▽

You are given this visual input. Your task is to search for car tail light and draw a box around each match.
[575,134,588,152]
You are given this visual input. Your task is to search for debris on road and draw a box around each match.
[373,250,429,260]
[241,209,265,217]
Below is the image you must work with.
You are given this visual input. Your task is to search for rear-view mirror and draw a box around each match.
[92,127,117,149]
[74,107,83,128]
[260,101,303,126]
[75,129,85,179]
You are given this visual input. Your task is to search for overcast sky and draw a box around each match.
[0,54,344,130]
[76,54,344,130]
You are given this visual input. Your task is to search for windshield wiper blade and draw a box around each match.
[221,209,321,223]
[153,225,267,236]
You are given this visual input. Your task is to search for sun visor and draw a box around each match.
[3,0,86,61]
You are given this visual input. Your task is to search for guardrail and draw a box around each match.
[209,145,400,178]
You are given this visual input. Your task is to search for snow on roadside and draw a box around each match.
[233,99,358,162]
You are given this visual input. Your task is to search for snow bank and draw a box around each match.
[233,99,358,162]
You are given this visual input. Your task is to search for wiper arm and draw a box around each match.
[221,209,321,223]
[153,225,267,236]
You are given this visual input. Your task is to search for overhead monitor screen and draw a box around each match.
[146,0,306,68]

△

Number every line of the records above as a list, omitting any blank lines.

◆ **RESPONSE**:
1. You are given this visual input. Your task is to search for car tail light and draw a box around each match.
2. [575,134,588,152]
3. You are given this visual input. Your task is to search for debris on road and draw a box around each match.
4. [373,250,429,260]
5. [241,209,265,217]
6. Below is the image you must work with.
7. You are given this visual input. Your task is to search for rear-view mirror and draw a box around each match.
8. [92,127,117,149]
9. [74,107,83,128]
10. [260,101,303,126]
11. [75,129,85,179]
12. You are given this visual input. Your task is to search for overcast sky and draw a box around each match.
13. [0,54,344,130]
14. [76,54,344,130]
15. You are given this visual input. Your task is to search for windshield wiper blade and draw a box around each match.
16. [221,209,321,223]
17. [153,225,267,236]
18. You are given this visual input. Your task is to search for sun visor and draw a box around each match.
19. [3,0,86,61]
20. You are given this visual input. Your task is to search for guardrail and draw a box around each match.
21. [209,145,400,178]
22. You are given this visual input. Your task is to search for snow on roadside and draw a box around each match.
23. [233,99,358,162]
24. You are given this visual input. Your task is to search for snow bank and draw a box around each match.
25. [233,99,358,162]
26. You are given this visual input. Your task is to search for wiper arm and draw a box around each match.
27. [221,209,321,223]
28. [153,225,267,236]
29. You are given this visual input. Your task is to search for overhead monitor screen and draw a box around each match.
30. [146,0,306,68]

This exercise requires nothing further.